**DATA PROVIDED**:
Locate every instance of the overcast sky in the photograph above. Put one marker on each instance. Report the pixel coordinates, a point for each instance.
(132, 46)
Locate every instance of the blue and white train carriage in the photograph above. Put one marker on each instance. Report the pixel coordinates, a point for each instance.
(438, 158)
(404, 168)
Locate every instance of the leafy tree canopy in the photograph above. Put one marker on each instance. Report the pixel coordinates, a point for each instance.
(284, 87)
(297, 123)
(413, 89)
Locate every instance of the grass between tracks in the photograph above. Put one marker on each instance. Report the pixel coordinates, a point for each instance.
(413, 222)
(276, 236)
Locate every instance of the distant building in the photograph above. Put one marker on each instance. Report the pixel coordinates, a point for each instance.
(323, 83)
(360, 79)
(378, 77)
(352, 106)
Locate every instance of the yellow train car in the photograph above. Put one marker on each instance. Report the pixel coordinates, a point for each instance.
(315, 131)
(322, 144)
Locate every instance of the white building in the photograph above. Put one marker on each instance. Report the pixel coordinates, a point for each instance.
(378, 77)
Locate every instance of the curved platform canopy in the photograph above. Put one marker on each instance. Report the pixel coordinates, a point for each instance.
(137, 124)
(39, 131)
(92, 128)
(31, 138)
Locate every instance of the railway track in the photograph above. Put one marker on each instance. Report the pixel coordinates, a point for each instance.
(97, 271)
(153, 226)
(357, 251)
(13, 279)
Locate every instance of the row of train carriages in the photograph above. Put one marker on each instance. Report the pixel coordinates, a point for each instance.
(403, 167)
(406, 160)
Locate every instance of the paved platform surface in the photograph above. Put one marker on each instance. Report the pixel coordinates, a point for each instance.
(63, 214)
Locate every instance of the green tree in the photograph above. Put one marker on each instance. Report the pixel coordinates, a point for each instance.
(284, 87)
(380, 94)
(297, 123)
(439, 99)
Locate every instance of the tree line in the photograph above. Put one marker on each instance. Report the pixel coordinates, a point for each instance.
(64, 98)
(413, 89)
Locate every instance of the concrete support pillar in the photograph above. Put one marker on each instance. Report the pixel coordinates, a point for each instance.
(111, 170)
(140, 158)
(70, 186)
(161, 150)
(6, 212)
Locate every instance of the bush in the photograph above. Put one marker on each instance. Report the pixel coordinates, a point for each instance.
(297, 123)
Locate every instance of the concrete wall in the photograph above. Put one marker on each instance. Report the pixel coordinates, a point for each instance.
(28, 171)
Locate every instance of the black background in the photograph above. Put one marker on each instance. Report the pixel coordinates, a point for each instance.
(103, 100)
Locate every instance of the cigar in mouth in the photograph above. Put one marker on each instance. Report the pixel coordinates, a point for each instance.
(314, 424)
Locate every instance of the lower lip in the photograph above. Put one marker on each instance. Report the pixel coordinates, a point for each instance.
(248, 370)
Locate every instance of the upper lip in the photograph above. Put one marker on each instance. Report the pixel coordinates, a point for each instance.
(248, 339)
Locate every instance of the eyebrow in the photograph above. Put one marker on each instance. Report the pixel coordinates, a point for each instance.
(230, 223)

**TASK GOAL**: Go through the listing and copy all of it exactly.

**WRITTEN REPLY**:
Locate every instance of the overcast sky in the photograph above. Put one marker on each instance. Report the pixel coordinates, a point for each instance.
(132, 46)
Locate every instance of the blue and white train carriage in the photograph above. Put one marker on each instance. Report the pixel coordinates, a point for each instance.
(438, 158)
(404, 168)
Locate every instance of the leafy tree canopy in the photograph above. Put one marker on each instance. Report the pixel coordinates, a point for each instance.
(284, 87)
(297, 123)
(413, 89)
Locate every instance of the grass between tracks in the photograph above. Put one marker on each instance. Report the pixel coordinates, a point for each instance.
(413, 222)
(276, 236)
Locate every instance of the distant building in the photograph above. Put one marker on each instance. Report the pixel coordinates, a point for each instance.
(323, 83)
(360, 79)
(378, 77)
(352, 106)
Locate every instance of the yellow train car in the photograph above. Put one marker on each instance. Report the pixel coordinates, a point for each instance.
(315, 131)
(322, 144)
Locate every instance of the white building in the photograph above. Put one marker on each instance. Report the pixel coordinates, a point for each instance.
(378, 77)
Locate every instance of the curved platform canopy in the photograph above. Put one marker on each instance. Report the pixel coordinates, a point for each instance.
(137, 124)
(39, 131)
(92, 128)
(31, 138)
Locate every instance of the railway track in the photograph above. Put one marker on each instance. Report the pixel coordinates, a point for each instance.
(97, 271)
(153, 226)
(357, 251)
(13, 279)
Locate every instance of the row of train carriages in the photograph above. Put one marker on each instance. Report the pixel coordinates, a point for each instance.
(403, 167)
(406, 160)
Locate every instance of the paved platform surface in the photograph above. Put one marker on each instance. Report the pixel coordinates, a point for each instance.
(63, 214)
Locate every instance of the green tree in the photograph above. Put one marker on each instance. Report the pixel coordinates, a point for each instance.
(284, 87)
(380, 94)
(297, 123)
(439, 99)
Locate every instance of the tree line in the photograph above. Put one marker on each instance. Report the pixel coordinates, a point for each instance.
(64, 98)
(413, 89)
Locate every instance of the concrete support pillar in the photograph above. Put one marker on each instance. Report the pixel coordinates, a point for each instance.
(111, 170)
(140, 158)
(70, 186)
(161, 150)
(6, 212)
Locate every instance of the bush in the photograph above. Put one marker on each instance. Report the pixel coordinates, a point for each instance.
(297, 123)
Locate every instance of the concrete wall in the photograph above. Put one marker on each instance. Report the pixel coordinates, a point for each instance.
(28, 171)
Locate every instance of the black background in the photograph above. Put one marker on each instance. Report the pixel coordinates, a point for each instance.
(103, 100)
Locate every instance of the cigar in mouth in the photograph above. Put one marker on each instance. Report the pixel coordinates, a point for each instance.
(314, 424)
Locate every instance of the lower lip in the photograph above. Put one marker on each instance. Report the pixel coordinates, a point for each instance.
(248, 370)
Locate every instance of the upper lip in the photograph above. Put one marker on each instance. Report the pixel coordinates, a point for each instance.
(248, 339)
Locate every instance of the eyebrow in the photograph above. Put one marker on each instance. Report the pixel coordinates, a point for each instance.
(230, 223)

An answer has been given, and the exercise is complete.